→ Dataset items

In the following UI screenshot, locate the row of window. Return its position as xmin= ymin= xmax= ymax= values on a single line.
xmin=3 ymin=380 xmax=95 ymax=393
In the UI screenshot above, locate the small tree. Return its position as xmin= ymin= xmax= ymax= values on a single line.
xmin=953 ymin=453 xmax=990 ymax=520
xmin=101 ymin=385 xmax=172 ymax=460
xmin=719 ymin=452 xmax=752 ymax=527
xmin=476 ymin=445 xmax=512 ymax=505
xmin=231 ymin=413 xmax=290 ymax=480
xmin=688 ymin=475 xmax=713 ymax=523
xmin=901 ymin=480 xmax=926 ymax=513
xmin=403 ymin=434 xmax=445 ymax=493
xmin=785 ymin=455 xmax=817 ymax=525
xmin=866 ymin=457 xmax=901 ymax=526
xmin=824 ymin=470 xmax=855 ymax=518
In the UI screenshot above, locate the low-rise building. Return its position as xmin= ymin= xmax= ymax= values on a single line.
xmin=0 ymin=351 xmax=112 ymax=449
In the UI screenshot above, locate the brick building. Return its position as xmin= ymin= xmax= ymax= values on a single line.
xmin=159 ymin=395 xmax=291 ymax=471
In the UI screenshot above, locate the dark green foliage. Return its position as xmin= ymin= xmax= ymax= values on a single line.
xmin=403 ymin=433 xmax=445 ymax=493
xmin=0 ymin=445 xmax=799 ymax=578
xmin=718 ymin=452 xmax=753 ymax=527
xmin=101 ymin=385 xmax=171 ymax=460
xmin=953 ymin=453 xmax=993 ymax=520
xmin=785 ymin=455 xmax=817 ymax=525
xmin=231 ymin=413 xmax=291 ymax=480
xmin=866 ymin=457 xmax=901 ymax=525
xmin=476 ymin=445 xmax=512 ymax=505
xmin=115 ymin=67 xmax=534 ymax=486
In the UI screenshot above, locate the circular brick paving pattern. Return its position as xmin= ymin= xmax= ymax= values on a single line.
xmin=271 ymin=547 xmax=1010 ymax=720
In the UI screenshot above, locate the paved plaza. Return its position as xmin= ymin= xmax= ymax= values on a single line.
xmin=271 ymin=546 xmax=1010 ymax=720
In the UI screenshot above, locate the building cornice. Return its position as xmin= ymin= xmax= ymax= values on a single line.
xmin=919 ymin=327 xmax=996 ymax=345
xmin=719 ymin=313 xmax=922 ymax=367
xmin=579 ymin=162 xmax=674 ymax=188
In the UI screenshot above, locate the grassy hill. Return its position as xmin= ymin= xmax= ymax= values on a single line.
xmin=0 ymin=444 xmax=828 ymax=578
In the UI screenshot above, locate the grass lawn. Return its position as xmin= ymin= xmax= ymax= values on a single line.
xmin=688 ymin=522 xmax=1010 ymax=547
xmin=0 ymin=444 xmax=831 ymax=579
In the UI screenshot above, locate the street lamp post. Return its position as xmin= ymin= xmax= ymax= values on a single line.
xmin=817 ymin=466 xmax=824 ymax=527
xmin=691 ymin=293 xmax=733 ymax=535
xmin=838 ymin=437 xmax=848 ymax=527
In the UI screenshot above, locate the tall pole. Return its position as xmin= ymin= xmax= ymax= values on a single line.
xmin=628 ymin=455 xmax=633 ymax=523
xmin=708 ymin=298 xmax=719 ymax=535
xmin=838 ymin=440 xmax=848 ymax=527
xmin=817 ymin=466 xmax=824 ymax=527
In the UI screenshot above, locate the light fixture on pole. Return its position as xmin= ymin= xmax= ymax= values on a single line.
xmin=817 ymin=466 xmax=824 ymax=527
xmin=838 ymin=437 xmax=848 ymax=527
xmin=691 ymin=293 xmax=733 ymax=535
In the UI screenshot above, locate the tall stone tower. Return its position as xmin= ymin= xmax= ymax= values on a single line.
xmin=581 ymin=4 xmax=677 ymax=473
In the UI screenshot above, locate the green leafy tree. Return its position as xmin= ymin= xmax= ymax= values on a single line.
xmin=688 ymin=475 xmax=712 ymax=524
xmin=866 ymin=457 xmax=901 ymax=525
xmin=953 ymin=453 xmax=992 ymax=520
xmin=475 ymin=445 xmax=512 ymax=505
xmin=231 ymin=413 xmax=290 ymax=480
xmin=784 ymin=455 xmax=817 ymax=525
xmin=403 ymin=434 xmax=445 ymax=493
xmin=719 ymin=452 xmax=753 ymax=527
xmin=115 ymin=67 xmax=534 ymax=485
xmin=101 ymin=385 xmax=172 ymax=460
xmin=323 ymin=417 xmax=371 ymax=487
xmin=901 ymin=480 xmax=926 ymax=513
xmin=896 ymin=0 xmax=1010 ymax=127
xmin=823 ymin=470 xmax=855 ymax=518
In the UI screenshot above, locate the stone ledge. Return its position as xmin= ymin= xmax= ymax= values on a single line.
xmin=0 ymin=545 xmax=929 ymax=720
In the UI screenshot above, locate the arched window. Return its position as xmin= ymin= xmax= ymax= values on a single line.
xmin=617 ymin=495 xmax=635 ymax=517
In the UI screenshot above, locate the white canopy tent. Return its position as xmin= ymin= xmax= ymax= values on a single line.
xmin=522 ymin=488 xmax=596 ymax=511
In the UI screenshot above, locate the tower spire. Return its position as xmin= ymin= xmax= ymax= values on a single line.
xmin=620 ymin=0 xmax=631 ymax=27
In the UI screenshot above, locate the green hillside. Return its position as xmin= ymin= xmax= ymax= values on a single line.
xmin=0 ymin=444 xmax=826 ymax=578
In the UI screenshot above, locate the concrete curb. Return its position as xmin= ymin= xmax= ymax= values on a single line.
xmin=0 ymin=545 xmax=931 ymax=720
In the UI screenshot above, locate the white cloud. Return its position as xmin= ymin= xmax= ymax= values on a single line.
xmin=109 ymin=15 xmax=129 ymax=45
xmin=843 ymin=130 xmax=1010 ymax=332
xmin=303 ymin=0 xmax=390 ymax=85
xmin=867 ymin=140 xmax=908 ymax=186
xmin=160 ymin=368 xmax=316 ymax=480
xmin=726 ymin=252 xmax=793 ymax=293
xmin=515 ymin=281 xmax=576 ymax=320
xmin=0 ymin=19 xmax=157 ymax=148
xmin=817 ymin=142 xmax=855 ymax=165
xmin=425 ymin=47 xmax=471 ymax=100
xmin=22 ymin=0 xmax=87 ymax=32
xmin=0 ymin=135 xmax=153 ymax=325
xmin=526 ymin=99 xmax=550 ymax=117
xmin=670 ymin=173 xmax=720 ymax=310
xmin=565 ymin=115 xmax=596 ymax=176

→ WORK TO COMPLETE
Rewrite all the records above, replacing every "Return its position" with "Give its location" and leaving everything else unchanged.

→ OUTPUT FOR THIS TASK
In the following UI screenshot, locate the row of window. Give its location as xmin= ymin= xmax= ymax= values on a single line.
xmin=3 ymin=380 xmax=95 ymax=393
In the UI screenshot above, locate the small tree. Give its location as xmin= ymin= xmax= ymax= values on a single line.
xmin=953 ymin=453 xmax=990 ymax=520
xmin=101 ymin=385 xmax=172 ymax=460
xmin=719 ymin=452 xmax=752 ymax=527
xmin=476 ymin=445 xmax=512 ymax=505
xmin=231 ymin=413 xmax=290 ymax=480
xmin=688 ymin=475 xmax=713 ymax=523
xmin=901 ymin=480 xmax=926 ymax=513
xmin=403 ymin=434 xmax=445 ymax=493
xmin=785 ymin=455 xmax=817 ymax=525
xmin=866 ymin=457 xmax=901 ymax=526
xmin=824 ymin=470 xmax=855 ymax=518
In the UI screenshot above, locate the low-rise building. Give its location as xmin= ymin= xmax= ymax= values on a single line.
xmin=0 ymin=351 xmax=112 ymax=449
In the UI screenshot above, locate the brick building. Give its location as xmin= ymin= xmax= ymax= values on a single line.
xmin=159 ymin=395 xmax=291 ymax=471
In the UI screenshot above, locate the dark green foliage. Give its location as xmin= ymin= xmax= ymax= values on a single line.
xmin=403 ymin=433 xmax=445 ymax=493
xmin=0 ymin=445 xmax=799 ymax=578
xmin=718 ymin=452 xmax=753 ymax=527
xmin=101 ymin=385 xmax=171 ymax=460
xmin=953 ymin=453 xmax=993 ymax=520
xmin=785 ymin=455 xmax=817 ymax=525
xmin=231 ymin=413 xmax=291 ymax=480
xmin=866 ymin=457 xmax=901 ymax=525
xmin=476 ymin=445 xmax=512 ymax=505
xmin=115 ymin=67 xmax=534 ymax=486
In the UI screenshot above, locate the circular brick paving pattern. Give its location as xmin= ymin= xmax= ymax= values on a single line.
xmin=271 ymin=547 xmax=1010 ymax=720
In the UI screenshot above, locate the paved plaza. Give its location as xmin= ymin= xmax= ymax= values on a single line.
xmin=271 ymin=546 xmax=1010 ymax=720
In the UI screenshot above, locate the building cornice. Give its location as xmin= ymin= xmax= ymax= values on a single line.
xmin=919 ymin=327 xmax=996 ymax=345
xmin=719 ymin=313 xmax=922 ymax=367
xmin=579 ymin=162 xmax=674 ymax=188
In the UI screenshot above, locate the grassy hill. Give its location as xmin= ymin= xmax= ymax= values on a single line.
xmin=0 ymin=444 xmax=828 ymax=578
In the UI screenshot above, locate the grass lawn. Give its location as xmin= ymin= xmax= ymax= values on a single line.
xmin=688 ymin=522 xmax=1010 ymax=547
xmin=0 ymin=444 xmax=831 ymax=579
In the UI screenshot above, locate the street lamp post. Give its location as xmin= ymin= xmax= ymax= values on a single line.
xmin=817 ymin=466 xmax=824 ymax=527
xmin=691 ymin=293 xmax=733 ymax=535
xmin=838 ymin=437 xmax=848 ymax=527
In the UI screenshot above, locate the tall pole. Give its location as xmin= ymin= xmax= ymax= values on a single line.
xmin=628 ymin=455 xmax=633 ymax=523
xmin=708 ymin=298 xmax=719 ymax=535
xmin=838 ymin=440 xmax=848 ymax=527
xmin=817 ymin=466 xmax=824 ymax=527
In the UI screenshot above, locate the light fixture on pole. Give its location as xmin= ymin= xmax= ymax= values on a single line.
xmin=817 ymin=466 xmax=824 ymax=527
xmin=838 ymin=437 xmax=848 ymax=527
xmin=691 ymin=293 xmax=733 ymax=535
In the UI screenshot above, locate the tall stone tower. Give its location as xmin= ymin= xmax= ymax= values on a single line.
xmin=581 ymin=4 xmax=677 ymax=473
In the UI screenshot above, locate the green leafy tree. Give its location as xmin= ymin= xmax= ymax= values on a single line.
xmin=688 ymin=475 xmax=712 ymax=524
xmin=866 ymin=457 xmax=901 ymax=525
xmin=953 ymin=453 xmax=992 ymax=520
xmin=475 ymin=445 xmax=512 ymax=505
xmin=231 ymin=413 xmax=290 ymax=480
xmin=784 ymin=455 xmax=817 ymax=525
xmin=403 ymin=434 xmax=445 ymax=493
xmin=719 ymin=452 xmax=753 ymax=527
xmin=115 ymin=67 xmax=534 ymax=485
xmin=101 ymin=385 xmax=172 ymax=460
xmin=323 ymin=417 xmax=371 ymax=487
xmin=901 ymin=480 xmax=926 ymax=513
xmin=896 ymin=0 xmax=1010 ymax=127
xmin=823 ymin=470 xmax=855 ymax=518
In the UI screenshot above, locate the stone ledge. Give its location as xmin= ymin= xmax= ymax= values on a single line.
xmin=0 ymin=545 xmax=929 ymax=720
In the UI screenshot above, locate the arched window. Give its location as xmin= ymin= xmax= ymax= values on a single line.
xmin=617 ymin=495 xmax=635 ymax=517
In the UI screenshot above, locate the white canopy tent. Give its location as xmin= ymin= xmax= ymax= values on a single line.
xmin=522 ymin=488 xmax=596 ymax=511
In the UI screenshot above, locate the tower spire. Give its location as xmin= ymin= xmax= ymax= values on a single line.
xmin=620 ymin=0 xmax=631 ymax=27
In the UI screenshot above, locate the green hillside. Give its location as xmin= ymin= xmax= ymax= values on a single line.
xmin=0 ymin=444 xmax=826 ymax=578
In the UI screenshot above, locate the concrete curb. Give its location as xmin= ymin= xmax= ymax= values on a single line.
xmin=0 ymin=545 xmax=931 ymax=720
In the UI screenshot above, locate the white cloud. Give its location as xmin= ymin= xmax= ymax= values on a single line.
xmin=109 ymin=15 xmax=129 ymax=45
xmin=843 ymin=130 xmax=1010 ymax=332
xmin=303 ymin=0 xmax=390 ymax=85
xmin=867 ymin=140 xmax=908 ymax=186
xmin=160 ymin=368 xmax=316 ymax=480
xmin=726 ymin=252 xmax=793 ymax=293
xmin=515 ymin=281 xmax=576 ymax=320
xmin=0 ymin=19 xmax=157 ymax=148
xmin=817 ymin=142 xmax=855 ymax=165
xmin=425 ymin=47 xmax=471 ymax=100
xmin=22 ymin=0 xmax=87 ymax=32
xmin=0 ymin=135 xmax=153 ymax=325
xmin=526 ymin=99 xmax=550 ymax=117
xmin=670 ymin=173 xmax=720 ymax=310
xmin=565 ymin=115 xmax=596 ymax=176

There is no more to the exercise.